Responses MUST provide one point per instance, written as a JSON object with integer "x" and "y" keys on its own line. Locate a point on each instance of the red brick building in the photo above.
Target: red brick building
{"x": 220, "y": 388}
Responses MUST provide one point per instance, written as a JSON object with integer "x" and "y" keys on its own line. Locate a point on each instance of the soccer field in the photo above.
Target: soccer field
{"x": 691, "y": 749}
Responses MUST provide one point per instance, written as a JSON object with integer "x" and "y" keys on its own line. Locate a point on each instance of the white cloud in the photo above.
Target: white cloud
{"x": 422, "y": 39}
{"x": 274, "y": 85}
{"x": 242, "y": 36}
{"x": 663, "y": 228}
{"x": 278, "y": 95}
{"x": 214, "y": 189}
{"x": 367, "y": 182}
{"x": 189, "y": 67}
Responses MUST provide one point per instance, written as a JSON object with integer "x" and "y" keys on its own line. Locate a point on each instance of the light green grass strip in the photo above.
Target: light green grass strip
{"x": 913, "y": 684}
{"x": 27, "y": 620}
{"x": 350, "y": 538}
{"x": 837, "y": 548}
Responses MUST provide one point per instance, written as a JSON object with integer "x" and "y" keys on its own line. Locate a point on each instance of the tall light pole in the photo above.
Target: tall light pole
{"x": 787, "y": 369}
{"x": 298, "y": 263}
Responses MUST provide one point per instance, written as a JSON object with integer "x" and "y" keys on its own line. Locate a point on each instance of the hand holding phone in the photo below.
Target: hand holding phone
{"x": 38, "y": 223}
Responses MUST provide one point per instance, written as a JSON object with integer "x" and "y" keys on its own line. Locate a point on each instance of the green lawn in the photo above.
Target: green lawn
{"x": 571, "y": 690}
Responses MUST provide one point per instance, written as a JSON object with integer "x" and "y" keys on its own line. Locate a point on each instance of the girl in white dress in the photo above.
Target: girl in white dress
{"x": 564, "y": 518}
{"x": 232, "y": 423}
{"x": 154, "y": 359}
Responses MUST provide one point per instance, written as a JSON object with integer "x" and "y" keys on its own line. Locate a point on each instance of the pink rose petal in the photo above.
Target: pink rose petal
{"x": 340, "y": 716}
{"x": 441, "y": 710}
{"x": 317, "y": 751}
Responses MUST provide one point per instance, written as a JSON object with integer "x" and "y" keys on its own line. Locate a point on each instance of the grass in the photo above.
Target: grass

+ + + +

- _Written instruction_:
Present the material above as a JSON array of strings, with one string for each line and blank lines omitted.

- _Final result_:
[
  "Responses MUST provide one point per instance, written as a JSON object with integer \"x\" and \"y\" keys on its own line. Locate a point on each instance of the red brick building in the photo above.",
  "Target: red brick building",
  "{\"x\": 220, \"y\": 388}",
  "Responses MUST provide one point per instance, written as a JSON object with integer \"x\" and \"y\" keys on its own line. Locate a point on each instance of the soccer field in the photo above.",
  "Target: soccer field",
  "{\"x\": 691, \"y\": 749}",
  "Responses MUST provide one point per instance, written as a JSON object with integer \"x\" and \"y\" keys on its own line. Locate a point on each instance of the white cloud in the photo above.",
  "Target: white cloud",
  "{\"x\": 422, \"y\": 39}",
  "{\"x\": 274, \"y\": 85}",
  "{\"x\": 242, \"y\": 36}",
  "{\"x\": 663, \"y\": 228}",
  "{\"x\": 278, \"y\": 95}",
  "{\"x\": 214, \"y\": 189}",
  "{\"x\": 367, \"y\": 182}",
  "{\"x\": 189, \"y\": 67}",
  "Responses MUST provide one point per instance, written as a JSON object with integer \"x\" and \"y\" keys on its own line. Locate a point on each instance of the light green grass strip in the photo above.",
  "Target: light green grass strip",
  "{\"x\": 913, \"y\": 684}",
  "{\"x\": 27, \"y\": 620}",
  "{\"x\": 350, \"y\": 538}",
  "{\"x\": 837, \"y\": 548}",
  "Responses MUST provide one point per instance, written as a JSON object with integer \"x\" and \"y\" keys on its own line. Locate a point on each instance of the tall light pole in the photo above.",
  "Target: tall light pole",
  "{\"x\": 787, \"y\": 369}",
  "{\"x\": 298, \"y\": 263}",
  "Responses MUST provide one point per instance, written as a JSON object with integer \"x\" and \"y\" keys on its own line. Locate a point on each instance of the hand holding phone in the photo below.",
  "Target: hand holding phone",
  "{\"x\": 38, \"y\": 223}",
  "Responses MUST provide one point per instance, written as a JSON object with integer \"x\" and \"y\" keys on its own line. Locate a point on each instance of the green lawn in the photo above.",
  "Target: green lawn",
  "{\"x\": 571, \"y\": 690}",
  "Responses MUST provide one point per instance, written as a JSON object with integer \"x\" and \"y\" keys on its own line. Locate a point on each instance of the girl in white dress in the photo above.",
  "Target: girl in white dress",
  "{\"x\": 564, \"y\": 518}",
  "{\"x\": 232, \"y\": 423}",
  "{\"x\": 154, \"y\": 359}",
  "Responses MUST provide one point per instance, written as a JSON object with integer \"x\" and \"y\" keys on its own line. Locate a point on each instance of the pink rose petal in the photo above.",
  "Target: pink rose petal",
  "{\"x\": 340, \"y\": 716}",
  "{\"x\": 441, \"y\": 710}",
  "{\"x\": 317, \"y\": 751}",
  "Responses MUST provide one point per instance, written as a JSON object with integer \"x\" and \"y\" keys on its own line. Locate a point on each instance of the grass in the photo above.",
  "Target: grass"
]